▸ **REQUEST**: Extract every line below, verbatim.

▸ **ENTRIES**:
************

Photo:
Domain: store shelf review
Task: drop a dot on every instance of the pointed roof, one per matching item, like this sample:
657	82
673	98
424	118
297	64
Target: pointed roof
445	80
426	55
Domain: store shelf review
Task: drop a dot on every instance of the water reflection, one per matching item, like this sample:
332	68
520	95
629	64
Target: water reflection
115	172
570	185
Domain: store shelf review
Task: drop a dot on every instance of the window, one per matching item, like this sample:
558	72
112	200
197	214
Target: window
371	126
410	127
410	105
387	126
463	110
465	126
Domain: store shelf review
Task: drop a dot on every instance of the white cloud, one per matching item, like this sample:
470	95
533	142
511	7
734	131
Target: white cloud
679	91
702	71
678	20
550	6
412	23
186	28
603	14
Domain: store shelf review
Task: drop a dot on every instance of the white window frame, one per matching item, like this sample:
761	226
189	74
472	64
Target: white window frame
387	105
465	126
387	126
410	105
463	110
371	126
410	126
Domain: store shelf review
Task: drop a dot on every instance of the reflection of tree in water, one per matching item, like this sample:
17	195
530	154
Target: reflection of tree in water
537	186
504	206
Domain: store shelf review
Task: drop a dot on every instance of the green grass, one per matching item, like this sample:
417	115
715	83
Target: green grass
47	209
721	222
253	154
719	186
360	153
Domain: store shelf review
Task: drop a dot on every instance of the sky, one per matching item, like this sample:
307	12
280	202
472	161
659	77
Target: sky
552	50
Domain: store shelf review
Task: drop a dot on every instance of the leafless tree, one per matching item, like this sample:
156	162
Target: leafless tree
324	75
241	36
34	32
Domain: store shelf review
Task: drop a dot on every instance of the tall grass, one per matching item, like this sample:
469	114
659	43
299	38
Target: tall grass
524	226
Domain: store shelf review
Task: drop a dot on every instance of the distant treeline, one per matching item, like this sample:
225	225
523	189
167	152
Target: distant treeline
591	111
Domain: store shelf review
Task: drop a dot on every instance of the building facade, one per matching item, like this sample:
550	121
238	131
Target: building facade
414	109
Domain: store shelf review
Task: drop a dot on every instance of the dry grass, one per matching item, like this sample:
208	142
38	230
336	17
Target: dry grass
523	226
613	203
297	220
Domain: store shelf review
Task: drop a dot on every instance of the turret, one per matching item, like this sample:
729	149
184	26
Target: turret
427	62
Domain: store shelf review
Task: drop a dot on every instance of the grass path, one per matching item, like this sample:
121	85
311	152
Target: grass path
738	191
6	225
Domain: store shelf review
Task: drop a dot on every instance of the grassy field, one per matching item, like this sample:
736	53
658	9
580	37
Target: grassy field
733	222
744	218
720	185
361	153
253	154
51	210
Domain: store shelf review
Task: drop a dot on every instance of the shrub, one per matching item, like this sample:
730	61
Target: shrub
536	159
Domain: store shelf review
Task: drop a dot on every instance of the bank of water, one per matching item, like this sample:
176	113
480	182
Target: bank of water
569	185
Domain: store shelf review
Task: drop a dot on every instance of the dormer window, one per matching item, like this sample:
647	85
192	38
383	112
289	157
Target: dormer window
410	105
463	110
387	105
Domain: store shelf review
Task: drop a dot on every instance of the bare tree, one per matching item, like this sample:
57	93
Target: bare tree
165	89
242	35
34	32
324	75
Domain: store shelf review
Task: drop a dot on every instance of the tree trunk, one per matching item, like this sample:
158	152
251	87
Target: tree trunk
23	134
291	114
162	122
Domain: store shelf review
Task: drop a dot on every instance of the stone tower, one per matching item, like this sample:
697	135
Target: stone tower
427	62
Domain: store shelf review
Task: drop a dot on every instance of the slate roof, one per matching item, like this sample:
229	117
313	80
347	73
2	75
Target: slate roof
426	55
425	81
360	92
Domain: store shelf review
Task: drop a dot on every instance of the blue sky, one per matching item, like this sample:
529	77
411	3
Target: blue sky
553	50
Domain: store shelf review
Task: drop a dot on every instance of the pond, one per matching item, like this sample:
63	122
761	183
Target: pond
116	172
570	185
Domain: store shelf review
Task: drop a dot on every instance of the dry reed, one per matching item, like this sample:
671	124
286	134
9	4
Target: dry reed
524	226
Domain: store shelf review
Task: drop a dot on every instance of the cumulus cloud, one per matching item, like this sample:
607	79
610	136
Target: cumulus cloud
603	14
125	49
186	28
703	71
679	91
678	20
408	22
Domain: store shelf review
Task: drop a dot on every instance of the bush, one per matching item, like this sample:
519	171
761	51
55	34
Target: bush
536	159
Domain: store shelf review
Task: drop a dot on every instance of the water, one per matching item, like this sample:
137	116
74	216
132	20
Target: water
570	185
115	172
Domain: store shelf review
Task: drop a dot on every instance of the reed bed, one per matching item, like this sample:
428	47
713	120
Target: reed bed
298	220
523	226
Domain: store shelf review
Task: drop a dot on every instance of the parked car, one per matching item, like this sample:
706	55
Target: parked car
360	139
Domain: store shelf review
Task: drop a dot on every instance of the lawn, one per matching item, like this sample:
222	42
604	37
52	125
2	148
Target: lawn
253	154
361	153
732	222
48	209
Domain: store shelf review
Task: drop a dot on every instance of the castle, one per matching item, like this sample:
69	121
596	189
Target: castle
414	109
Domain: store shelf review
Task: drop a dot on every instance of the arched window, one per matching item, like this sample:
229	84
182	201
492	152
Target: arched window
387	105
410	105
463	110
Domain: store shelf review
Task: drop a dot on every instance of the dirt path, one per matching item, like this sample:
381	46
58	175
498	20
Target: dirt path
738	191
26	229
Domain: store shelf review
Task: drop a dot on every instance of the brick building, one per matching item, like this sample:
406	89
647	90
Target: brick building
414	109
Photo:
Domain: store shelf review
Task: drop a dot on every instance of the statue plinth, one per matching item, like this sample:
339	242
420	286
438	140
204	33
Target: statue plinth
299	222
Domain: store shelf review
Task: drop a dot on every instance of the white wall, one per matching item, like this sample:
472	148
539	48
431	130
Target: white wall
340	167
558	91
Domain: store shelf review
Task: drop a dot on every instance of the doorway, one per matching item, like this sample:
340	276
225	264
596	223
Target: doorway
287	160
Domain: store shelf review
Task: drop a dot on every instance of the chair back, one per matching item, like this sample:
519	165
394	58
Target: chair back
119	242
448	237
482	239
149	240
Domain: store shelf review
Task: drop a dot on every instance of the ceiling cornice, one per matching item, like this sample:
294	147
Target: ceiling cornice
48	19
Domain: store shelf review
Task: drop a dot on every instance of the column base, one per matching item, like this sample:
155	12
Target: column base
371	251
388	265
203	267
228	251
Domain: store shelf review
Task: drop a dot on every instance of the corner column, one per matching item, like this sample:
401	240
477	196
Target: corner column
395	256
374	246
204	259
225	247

************

▸ **TASK ANSWER**:
Photo:
Domain: store shelf review
Task: drop a dot on every instance of the pointed roof, one per matching item, like this sample:
657	82
673	98
424	118
297	64
Target: pointed roof
445	80
426	55
Domain: store shelf review
Task: drop a dot on every instance of the water reflection, one per matching item, like this sample:
332	68
520	95
629	64
Target: water reflection
115	172
570	185
Domain: store shelf review
Task: drop a dot on every instance of the window, one per matching item, like this sample:
558	72
112	200
197	214
Target: window
371	126
410	127
410	105
387	126
463	110
465	126
Domain: store shelf review
Task: drop a dot on every instance of the white cloud, one per matching item, like this sample:
470	95
533	142
511	7
734	131
Target: white cloud
679	91
702	71
678	20
550	6
412	23
186	28
603	14
Domain: store shelf review
Task: drop a dot on every instance of the white window frame, one per matching item, like this sample:
761	226
189	74
472	64
Target: white window frame
387	105
465	126
387	126
410	105
463	110
371	126
410	126
Domain: store shelf review
Task: drop a dot on every instance of the reflection of tree in water, one per matching item, like this sample:
17	195
530	154
Target: reflection of tree in water
537	186
504	206
Domain: store shelf review
Task: drop a dot on every instance of the green grass, one per matching item, like this sample:
417	115
715	83
Target: green grass
47	209
721	222
253	154
719	186
360	153
Domain: store shelf review
Task: drop a dot on every instance of the sky, one per matching item, like this sample:
307	12
280	202
472	161
659	77
Target: sky
552	50
Domain: store shelf review
Task: drop a dot on every instance of the leafless tree, one per matching item, like this sample:
156	162
Target: leafless tree
324	75
241	36
34	32
Domain: store shelf review
Task: drop a dot on every instance of the tall grass, one per matching item, like this sample:
469	114
659	43
299	38
Target: tall grass
524	226
Domain: store shelf review
Task: drop a dot on every instance of the distant treeline, one per matching item, like this sample:
225	225
523	189
167	152
Target: distant treeline
591	111
Domain: store shelf review
Task: drop a dot on every instance of the building facade, one per matching item, like this sample:
550	121
238	131
Target: building facade
414	109
Domain: store shelf review
Task: drop a dot on every instance of the dry grass, one per matching item, like this sample:
208	142
38	230
336	17
Target: dry grass
523	226
613	203
297	220
Domain: store shelf review
Task: drop a dot on every instance of the turret, one per matching item, like this sample:
729	149
184	26
Target: turret
427	62
Domain: store shelf review
Task: drop a dot on every instance of the grass path, one per matching item, like this sample:
121	85
311	152
Target: grass path
738	191
6	225
Domain: store shelf review
Task: drop a dot on every instance of the grassy field, one per matching item, like this sample:
736	53
658	9
580	37
Target: grassy field
733	222
744	218
720	185
361	153
253	154
51	210
Domain: store shelf review
Task: drop a dot on every instance of the shrub, one per matching item, like this sample:
730	61
Target: shrub
536	159
Domain: store shelf review
Task: drop a dot on every instance of the bank of water, one per matching item, like this sample:
176	113
480	182
Target: bank of water
569	185
Domain: store shelf review
Task: drop a dot on every instance of the dormer window, one per matching item, like this sample:
647	85
192	38
383	112
289	157
Target: dormer window
410	105
463	110
387	105
Domain: store shelf review
Task: drop a dot on every instance of the bare tree, one per matching item, like this sample:
57	93
Target: bare tree
165	89
242	35
34	32
324	75
Domain: store shelf review
Task: drop a dot on every instance of the tree trunk, one per matching item, like this sample:
158	152
251	87
Target: tree trunk
23	134
291	114
162	122
Domain: store shelf review
Task: drop a dot on every instance of the stone tower, one per matching item, like this sample:
697	135
Target: stone tower
427	62
Domain: store shelf review
Task: drop a dot on every instance of the slate roof, one per matching item, like this sample:
229	117
313	80
347	73
2	75
Target: slate roof
426	55
425	81
360	92
Domain: store shelf review
Task: drop a dot on every instance of the blue sky, one per matching item, like this sample:
529	77
411	3
Target: blue sky
553	50
Domain: store shelf review
Task: drop a dot on every instance of the pond, one per matching item, like this sample:
63	122
761	183
Target: pond
116	172
570	185
Domain: store shelf review
Task: drop a dot on every instance of the dry reed, one per matching item, like this sample:
671	124
286	134
9	4
Target: dry reed
524	226
Domain: store shelf review
Task: drop a dot on every instance of the cumulus cloud, one per matching item, like this sample:
607	79
610	136
Target: cumulus cloud
603	14
125	49
186	28
703	71
679	91
678	20
408	22
Domain: store shelf review
Task: drop a dot on every instance of the bush, one per matching item, like this sample:
519	171
761	51
55	34
Target: bush
536	159
Domain: store shelf review
Task: drop a dot on every instance of the water, one per matching item, like this sample:
137	116
74	216
132	20
Target: water
570	185
115	172
Domain: store shelf review
Task: drop a dot on every instance of the reed bed, one per matching item, like this sample:
428	47
713	120
Target: reed bed
298	220
523	226
Domain: store shelf review
Task: drop a dot on every instance of the parked car, one per matching item, like this sample:
706	55
Target: parked car
360	139
Domain: store shelf review
Task: drop a dot on every instance of the lawn, one per matching item, like this sample:
222	42
604	37
52	125
2	148
Target: lawn
253	154
361	153
732	222
48	209
Domain: store shelf review
Task: drop a dot on every instance of the castle, one per matching item, like this sample:
69	121
596	189
Target: castle
414	109
Domain: store shelf review
Task: drop a dot on every instance of the arched window, one per matching item, like this sample:
229	84
182	201
492	152
Target: arched window
387	105
410	105
463	110
Domain: store shelf review
Task: drop a dot on every instance of the dirt path, one per matching item, like this sample:
381	46
58	175
498	20
Target: dirt path
738	191
26	229
Domain: store shelf review
Task: drop a dot on every instance of the brick building, one per matching item, like this sample:
406	89
647	90
Target: brick building
414	109
Photo:
Domain: store shelf review
Task: drop a dot on every instance of the statue plinth, one per matching item, like this sample:
339	242
420	286
438	140
204	33
Target: statue plinth
299	222
Domain: store shelf review
Task: drop a dot on every instance of the white wall, one per matching item, like this sample:
472	148
539	48
431	130
Target: white wall
340	167
558	91
Domain: store shelf review
Task: drop a dot on every instance of the doorway, one per matching item, like this sample:
340	276
225	264
596	223
Target: doorway
287	160
Domain: store shelf review
Task: drop a dot on every instance of the chair back, one per matching item, like this sample:
519	165
394	58
Target: chair back
119	242
448	237
482	239
149	240
Domain: store shelf review
Task: drop a dot on every instance of the ceiling cornice, one per matching item, like this sample:
294	147
Target: ceiling cornice
48	19
Domain: store shelf review
Task: drop a dot on every instance of the column base, one per matching item, like this sample:
155	12
Target: column base
371	251
388	265
203	267
228	251
Domain: store shelf review
Task: drop a dot on every instance of the corner column, one per matching item, like this sample:
401	240
477	196
Target: corner column
395	256
374	246
204	259
225	247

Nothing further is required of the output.